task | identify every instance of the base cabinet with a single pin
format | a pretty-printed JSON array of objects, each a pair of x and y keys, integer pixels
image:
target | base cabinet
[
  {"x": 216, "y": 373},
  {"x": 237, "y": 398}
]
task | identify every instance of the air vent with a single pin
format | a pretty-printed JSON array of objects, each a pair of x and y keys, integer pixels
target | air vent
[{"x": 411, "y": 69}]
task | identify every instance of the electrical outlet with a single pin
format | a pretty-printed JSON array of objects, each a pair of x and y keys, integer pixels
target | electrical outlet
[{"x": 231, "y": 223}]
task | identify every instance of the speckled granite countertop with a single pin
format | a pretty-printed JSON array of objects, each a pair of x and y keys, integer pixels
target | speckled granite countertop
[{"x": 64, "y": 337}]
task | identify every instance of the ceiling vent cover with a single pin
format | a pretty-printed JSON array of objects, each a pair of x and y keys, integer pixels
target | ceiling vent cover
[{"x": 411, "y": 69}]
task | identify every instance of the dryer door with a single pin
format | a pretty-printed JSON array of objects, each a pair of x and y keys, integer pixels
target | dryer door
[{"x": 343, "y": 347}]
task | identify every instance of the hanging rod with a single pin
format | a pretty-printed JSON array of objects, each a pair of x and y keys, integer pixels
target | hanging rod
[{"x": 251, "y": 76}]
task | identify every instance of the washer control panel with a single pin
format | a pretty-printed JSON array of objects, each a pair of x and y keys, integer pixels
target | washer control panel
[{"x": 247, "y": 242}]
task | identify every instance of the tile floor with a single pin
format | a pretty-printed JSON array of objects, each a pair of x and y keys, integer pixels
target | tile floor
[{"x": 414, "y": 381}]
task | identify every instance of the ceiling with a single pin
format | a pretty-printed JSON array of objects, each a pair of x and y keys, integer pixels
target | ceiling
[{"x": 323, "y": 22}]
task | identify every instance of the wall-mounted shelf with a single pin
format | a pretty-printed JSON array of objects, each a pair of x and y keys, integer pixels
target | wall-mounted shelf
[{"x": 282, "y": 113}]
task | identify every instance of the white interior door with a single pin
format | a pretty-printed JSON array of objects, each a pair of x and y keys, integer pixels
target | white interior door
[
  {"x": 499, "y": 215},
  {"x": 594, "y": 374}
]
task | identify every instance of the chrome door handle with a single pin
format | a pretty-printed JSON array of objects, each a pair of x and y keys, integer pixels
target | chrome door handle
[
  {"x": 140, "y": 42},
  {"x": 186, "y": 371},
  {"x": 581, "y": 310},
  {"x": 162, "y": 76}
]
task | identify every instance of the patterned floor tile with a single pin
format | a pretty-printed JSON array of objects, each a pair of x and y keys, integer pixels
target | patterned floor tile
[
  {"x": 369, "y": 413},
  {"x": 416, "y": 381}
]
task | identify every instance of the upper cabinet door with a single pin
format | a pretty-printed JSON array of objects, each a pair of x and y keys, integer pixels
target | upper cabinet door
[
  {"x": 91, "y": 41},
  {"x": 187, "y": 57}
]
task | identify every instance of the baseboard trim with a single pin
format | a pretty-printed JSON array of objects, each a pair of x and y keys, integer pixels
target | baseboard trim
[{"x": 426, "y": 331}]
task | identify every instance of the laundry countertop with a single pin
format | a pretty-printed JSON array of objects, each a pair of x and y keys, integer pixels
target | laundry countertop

****************

> Exercise
Please copy out each line of the material that holds the string "laundry".

> Written response
task | identify every instance of the laundry countertop with a single pin
target | laundry countertop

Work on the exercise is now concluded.